[Records excerpted from a collection]
————

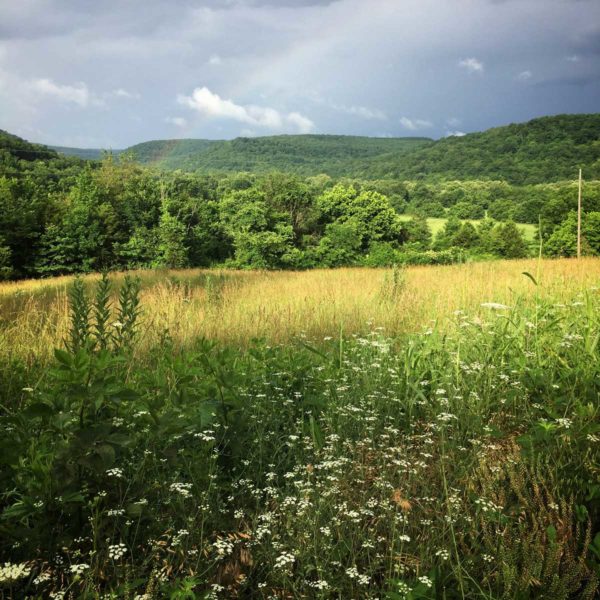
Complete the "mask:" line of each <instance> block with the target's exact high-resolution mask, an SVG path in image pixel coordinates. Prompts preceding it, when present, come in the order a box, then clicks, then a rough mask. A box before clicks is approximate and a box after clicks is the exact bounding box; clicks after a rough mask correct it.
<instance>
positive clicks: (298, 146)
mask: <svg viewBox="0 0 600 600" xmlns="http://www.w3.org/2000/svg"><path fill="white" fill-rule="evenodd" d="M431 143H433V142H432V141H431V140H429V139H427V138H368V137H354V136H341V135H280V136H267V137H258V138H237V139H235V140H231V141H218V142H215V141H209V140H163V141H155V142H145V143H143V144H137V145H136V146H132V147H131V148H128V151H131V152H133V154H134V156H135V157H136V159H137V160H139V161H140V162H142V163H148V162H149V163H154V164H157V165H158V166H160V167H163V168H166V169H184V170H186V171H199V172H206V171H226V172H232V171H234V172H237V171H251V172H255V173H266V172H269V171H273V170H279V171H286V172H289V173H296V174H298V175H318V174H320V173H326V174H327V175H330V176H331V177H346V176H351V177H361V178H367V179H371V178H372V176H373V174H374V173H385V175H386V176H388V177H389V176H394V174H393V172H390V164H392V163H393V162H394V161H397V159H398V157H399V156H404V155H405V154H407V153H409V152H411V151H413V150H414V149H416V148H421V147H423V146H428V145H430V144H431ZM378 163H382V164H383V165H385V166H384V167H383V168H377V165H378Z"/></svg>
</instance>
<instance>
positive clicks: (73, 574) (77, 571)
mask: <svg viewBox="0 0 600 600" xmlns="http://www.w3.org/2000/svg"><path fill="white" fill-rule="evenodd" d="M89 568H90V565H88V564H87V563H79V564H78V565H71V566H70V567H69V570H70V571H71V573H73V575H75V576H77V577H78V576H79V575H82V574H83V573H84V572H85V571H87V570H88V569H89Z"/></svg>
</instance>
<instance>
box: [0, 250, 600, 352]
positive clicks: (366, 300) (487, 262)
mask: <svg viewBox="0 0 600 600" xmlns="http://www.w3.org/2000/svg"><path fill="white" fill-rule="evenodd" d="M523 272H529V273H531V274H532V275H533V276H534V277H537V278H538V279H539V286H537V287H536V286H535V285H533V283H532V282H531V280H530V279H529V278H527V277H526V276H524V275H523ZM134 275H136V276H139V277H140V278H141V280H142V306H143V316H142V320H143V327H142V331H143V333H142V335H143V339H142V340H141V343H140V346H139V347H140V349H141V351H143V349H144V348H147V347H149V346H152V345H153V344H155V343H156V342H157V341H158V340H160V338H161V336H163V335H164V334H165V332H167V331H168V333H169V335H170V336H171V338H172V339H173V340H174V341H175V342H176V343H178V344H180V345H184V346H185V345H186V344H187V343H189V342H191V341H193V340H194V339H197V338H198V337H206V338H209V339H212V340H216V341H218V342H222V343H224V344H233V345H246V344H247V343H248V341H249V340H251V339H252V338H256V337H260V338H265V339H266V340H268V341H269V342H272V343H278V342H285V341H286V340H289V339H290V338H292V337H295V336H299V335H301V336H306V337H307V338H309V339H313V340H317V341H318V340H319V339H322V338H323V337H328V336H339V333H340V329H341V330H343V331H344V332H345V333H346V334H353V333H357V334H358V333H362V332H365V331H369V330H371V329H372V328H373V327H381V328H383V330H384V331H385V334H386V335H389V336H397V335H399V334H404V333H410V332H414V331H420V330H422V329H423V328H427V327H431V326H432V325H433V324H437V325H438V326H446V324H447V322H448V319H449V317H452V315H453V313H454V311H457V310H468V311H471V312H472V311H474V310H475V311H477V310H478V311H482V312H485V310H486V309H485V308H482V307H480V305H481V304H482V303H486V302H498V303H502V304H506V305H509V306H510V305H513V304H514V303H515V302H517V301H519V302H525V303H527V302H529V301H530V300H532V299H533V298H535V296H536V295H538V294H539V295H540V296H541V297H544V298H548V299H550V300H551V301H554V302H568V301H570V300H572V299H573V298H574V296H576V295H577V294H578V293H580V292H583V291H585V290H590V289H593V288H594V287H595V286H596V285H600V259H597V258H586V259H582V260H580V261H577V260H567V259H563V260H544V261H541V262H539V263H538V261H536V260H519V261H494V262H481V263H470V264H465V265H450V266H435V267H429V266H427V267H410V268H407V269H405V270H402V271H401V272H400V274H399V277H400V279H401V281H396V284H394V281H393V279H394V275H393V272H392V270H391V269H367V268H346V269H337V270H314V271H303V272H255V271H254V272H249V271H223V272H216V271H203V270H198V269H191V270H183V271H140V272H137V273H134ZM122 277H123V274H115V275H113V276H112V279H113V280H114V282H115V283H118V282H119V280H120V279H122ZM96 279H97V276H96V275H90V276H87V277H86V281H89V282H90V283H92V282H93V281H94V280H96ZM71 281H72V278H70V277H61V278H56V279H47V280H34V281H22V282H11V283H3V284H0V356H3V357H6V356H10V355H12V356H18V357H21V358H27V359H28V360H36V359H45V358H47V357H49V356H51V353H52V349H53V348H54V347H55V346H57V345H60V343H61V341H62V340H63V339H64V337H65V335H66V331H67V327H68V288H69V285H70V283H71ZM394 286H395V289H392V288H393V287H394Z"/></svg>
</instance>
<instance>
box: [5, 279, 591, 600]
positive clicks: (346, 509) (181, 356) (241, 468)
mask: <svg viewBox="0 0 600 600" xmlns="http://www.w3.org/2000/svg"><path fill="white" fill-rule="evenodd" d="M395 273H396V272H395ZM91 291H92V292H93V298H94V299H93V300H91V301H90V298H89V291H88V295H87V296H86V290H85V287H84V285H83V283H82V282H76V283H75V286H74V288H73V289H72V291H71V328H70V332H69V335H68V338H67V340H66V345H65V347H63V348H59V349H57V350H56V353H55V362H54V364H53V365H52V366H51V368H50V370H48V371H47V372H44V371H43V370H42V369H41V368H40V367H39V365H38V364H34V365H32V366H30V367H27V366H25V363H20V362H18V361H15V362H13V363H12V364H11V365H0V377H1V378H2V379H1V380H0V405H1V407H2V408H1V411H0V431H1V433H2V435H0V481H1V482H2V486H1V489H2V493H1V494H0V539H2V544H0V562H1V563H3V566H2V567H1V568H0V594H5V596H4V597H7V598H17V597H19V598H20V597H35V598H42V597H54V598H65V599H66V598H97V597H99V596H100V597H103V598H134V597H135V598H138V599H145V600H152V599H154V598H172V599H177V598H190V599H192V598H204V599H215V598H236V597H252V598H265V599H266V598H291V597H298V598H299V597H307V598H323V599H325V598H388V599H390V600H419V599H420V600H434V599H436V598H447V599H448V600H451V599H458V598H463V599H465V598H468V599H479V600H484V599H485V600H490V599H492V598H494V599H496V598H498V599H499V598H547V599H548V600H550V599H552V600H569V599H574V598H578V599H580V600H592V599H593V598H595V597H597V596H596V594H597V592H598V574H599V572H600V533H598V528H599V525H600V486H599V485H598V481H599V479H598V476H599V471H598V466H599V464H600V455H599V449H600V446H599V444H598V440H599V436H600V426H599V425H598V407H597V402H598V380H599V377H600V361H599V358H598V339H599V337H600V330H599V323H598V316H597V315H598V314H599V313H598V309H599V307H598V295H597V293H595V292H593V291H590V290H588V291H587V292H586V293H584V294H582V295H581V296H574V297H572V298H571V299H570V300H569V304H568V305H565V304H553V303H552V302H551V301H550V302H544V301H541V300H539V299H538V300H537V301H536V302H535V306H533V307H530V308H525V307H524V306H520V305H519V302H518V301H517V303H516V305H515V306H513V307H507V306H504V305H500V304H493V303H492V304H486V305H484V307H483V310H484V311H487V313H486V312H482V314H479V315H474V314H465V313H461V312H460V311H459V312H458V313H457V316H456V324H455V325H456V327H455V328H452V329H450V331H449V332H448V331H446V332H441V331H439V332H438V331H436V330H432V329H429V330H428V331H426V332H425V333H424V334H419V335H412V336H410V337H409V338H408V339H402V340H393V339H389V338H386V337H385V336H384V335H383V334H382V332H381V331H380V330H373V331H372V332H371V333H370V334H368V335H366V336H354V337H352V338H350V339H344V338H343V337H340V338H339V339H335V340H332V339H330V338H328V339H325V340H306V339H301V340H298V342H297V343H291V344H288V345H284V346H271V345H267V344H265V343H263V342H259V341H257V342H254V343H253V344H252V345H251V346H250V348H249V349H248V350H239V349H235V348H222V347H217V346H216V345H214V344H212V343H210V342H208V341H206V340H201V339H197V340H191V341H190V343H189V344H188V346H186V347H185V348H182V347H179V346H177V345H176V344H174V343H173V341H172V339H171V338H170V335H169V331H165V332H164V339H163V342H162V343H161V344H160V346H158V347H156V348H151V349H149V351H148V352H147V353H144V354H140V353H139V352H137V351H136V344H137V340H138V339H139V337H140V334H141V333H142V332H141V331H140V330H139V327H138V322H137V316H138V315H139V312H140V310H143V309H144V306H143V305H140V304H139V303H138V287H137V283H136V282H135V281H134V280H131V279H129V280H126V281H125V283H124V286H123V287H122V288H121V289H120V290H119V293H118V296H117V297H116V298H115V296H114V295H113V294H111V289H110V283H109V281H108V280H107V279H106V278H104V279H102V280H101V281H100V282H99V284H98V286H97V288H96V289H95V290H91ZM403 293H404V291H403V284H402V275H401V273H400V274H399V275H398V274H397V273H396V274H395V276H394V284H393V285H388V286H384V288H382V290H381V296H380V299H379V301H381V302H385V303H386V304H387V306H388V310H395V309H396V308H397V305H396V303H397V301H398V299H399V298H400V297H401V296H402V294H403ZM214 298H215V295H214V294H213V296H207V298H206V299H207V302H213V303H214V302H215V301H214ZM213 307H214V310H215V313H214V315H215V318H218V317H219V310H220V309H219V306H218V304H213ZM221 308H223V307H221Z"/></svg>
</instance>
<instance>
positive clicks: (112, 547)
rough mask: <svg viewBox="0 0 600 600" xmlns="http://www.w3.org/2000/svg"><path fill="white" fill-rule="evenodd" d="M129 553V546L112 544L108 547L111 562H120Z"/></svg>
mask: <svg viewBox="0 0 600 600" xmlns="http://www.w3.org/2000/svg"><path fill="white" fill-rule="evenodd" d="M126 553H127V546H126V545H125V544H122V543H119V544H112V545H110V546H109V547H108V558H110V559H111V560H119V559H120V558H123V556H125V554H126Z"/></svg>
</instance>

————

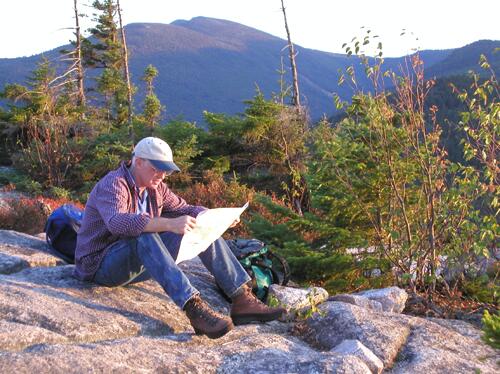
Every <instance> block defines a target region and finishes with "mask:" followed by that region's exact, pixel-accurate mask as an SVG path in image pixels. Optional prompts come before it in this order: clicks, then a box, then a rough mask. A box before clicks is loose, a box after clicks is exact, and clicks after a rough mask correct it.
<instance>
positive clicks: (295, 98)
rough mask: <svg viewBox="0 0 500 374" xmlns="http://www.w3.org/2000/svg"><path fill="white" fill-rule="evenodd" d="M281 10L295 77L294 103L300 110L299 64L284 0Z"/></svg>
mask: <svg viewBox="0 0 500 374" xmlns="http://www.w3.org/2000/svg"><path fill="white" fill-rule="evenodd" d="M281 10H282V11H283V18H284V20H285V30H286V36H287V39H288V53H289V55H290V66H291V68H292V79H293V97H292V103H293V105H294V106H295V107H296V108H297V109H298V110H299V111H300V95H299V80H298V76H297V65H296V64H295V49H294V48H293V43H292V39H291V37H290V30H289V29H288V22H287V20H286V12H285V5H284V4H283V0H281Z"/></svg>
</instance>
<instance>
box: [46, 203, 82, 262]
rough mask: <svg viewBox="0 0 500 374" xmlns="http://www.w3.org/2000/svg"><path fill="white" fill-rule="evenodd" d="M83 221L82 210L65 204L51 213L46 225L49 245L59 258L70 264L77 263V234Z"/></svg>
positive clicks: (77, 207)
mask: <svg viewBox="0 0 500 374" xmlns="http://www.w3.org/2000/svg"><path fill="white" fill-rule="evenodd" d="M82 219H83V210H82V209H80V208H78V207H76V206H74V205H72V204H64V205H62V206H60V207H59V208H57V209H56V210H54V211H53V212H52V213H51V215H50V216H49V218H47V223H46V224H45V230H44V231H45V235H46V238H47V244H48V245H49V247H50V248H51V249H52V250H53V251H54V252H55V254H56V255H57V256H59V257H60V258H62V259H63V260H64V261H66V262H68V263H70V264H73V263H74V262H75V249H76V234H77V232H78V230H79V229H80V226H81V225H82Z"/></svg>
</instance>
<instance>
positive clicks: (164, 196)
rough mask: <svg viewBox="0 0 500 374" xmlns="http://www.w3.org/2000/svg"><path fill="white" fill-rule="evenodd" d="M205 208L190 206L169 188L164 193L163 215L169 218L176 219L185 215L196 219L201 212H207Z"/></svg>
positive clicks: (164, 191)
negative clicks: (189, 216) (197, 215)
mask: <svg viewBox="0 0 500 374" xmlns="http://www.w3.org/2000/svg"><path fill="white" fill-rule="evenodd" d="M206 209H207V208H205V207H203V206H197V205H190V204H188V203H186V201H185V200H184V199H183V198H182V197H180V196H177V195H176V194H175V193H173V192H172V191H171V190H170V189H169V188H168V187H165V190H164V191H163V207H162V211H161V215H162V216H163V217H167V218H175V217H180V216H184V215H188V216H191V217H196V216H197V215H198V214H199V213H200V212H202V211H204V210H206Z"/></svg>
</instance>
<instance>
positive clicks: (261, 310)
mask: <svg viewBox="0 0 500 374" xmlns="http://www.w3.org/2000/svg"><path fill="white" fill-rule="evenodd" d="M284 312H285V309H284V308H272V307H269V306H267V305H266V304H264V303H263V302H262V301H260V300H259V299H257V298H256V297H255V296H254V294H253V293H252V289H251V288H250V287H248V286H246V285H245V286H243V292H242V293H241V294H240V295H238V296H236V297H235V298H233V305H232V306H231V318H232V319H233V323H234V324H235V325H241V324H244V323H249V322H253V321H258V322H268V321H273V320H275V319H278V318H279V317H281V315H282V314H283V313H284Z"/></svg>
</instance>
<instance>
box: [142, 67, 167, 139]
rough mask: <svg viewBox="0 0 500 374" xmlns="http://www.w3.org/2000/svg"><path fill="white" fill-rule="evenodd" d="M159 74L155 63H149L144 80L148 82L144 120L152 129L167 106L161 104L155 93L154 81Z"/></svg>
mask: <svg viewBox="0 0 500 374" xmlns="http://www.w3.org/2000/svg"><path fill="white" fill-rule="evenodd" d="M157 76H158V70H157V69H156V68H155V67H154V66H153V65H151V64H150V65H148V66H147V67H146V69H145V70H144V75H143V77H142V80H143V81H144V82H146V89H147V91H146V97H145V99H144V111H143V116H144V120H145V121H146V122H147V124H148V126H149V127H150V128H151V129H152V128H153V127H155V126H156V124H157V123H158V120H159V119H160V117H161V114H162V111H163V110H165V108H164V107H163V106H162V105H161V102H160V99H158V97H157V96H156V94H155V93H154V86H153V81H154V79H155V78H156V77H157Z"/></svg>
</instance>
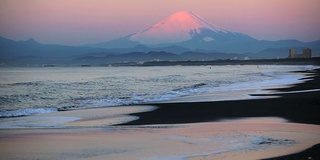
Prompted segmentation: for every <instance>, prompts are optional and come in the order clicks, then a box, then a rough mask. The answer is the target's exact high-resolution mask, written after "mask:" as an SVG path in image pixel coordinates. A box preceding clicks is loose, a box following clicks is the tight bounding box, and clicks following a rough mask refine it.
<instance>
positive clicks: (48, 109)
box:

————

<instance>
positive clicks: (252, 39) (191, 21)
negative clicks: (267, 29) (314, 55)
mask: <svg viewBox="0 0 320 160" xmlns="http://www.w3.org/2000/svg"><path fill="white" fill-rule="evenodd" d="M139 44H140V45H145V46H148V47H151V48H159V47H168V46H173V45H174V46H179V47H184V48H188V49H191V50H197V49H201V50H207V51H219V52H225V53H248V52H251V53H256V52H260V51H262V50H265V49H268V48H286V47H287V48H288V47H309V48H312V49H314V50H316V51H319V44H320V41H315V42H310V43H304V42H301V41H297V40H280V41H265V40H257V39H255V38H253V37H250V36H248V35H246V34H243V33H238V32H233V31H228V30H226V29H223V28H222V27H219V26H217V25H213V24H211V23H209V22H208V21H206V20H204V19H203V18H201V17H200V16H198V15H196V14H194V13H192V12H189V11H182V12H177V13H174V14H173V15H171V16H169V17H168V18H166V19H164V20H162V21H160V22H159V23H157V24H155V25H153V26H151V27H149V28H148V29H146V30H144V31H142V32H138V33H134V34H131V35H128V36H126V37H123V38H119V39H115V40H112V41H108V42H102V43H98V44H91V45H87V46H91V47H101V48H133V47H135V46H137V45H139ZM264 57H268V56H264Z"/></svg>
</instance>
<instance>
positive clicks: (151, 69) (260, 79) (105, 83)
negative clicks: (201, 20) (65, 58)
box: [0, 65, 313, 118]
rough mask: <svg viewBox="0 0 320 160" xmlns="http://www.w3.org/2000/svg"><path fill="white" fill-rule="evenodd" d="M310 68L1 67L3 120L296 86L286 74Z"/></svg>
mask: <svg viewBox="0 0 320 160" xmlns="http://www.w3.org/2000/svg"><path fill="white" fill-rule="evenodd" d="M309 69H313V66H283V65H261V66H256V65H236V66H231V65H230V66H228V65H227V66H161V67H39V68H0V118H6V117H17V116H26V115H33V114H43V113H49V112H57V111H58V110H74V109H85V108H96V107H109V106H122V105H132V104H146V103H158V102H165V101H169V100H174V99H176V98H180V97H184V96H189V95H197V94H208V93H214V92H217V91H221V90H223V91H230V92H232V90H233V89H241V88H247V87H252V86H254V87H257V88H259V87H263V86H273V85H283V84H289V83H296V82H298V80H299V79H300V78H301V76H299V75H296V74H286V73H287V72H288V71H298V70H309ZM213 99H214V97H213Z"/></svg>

————

Repeat word for word the stretch of the records from the line containing "box; clicks after a rough mask correct it." through the line containing "positive clicks: (298, 146)", including both of those lines.

Complete the "mask:" line of each <instance> block with the target's exact high-resolution mask, an SVG path in image pixel coordinates. Prompts preceding it, when present, come in the order a box, then clicks, then a rough mask. A box before clicks is approximate and a box after clicks is the exact bounding box; clicks after a rough mask correct it.
<instance>
positive clicks: (298, 146)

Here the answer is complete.